## [INSTRUCTIONS TO FOLLOW]
Return every line of the data exactly as it appears.

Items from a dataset
* * *
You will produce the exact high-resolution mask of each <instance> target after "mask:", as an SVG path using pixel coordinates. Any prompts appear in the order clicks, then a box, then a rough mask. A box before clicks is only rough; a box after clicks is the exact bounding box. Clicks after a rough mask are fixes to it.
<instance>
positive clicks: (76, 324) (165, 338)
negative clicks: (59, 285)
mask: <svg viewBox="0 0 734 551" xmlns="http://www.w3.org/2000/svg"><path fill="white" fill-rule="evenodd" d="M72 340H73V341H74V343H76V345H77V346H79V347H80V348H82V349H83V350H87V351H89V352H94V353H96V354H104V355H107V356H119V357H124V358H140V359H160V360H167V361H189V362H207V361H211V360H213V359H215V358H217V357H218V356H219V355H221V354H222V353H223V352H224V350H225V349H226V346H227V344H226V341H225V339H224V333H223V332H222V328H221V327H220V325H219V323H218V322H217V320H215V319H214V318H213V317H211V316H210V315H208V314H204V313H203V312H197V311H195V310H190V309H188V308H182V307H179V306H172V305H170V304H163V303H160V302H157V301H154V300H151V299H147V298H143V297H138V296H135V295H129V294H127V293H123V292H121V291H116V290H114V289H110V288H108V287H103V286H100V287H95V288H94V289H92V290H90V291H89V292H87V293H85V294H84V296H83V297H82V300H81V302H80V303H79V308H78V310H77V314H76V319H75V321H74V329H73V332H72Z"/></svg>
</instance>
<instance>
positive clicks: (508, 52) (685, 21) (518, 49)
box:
* * *
## [FINISHED EXERCISE]
You will produce the exact high-resolution mask of each <instance> target after "mask:", as an SVG path using pixel coordinates. Any prompts appear in the order clicks, then a box, then a rough mask. A box before clicks is only rough; a box after clicks is the exact bounding box. Clicks after a rough mask are fixes to it.
<instance>
positive clicks: (76, 324) (165, 338)
negative clicks: (59, 285)
mask: <svg viewBox="0 0 734 551" xmlns="http://www.w3.org/2000/svg"><path fill="white" fill-rule="evenodd" d="M72 340H73V341H74V343H76V345H77V346H79V347H80V348H82V349H83V350H87V351H89V352H94V353H96V354H104V355H107V356H119V357H124V358H140V359H160V360H167V361H189V362H207V361H211V360H213V359H215V358H217V357H218V356H219V355H221V354H222V353H223V352H224V350H225V349H226V346H227V344H226V341H225V339H224V333H223V332H222V328H221V327H220V325H219V323H218V322H217V320H215V319H214V318H213V317H211V316H210V315H208V314H204V313H203V312H197V311H195V310H190V309H188V308H182V307H179V306H172V305H170V304H163V303H160V302H157V301H154V300H151V299H147V298H143V297H138V296H135V295H129V294H127V293H123V292H121V291H116V290H114V289H110V288H108V287H103V286H100V287H95V288H94V289H92V290H90V291H89V292H87V293H85V294H84V296H83V297H82V300H81V302H80V303H79V308H78V310H77V314H76V319H75V321H74V329H73V332H72Z"/></svg>
</instance>
<instance>
positive clicks: (508, 52) (685, 21) (518, 49)
box:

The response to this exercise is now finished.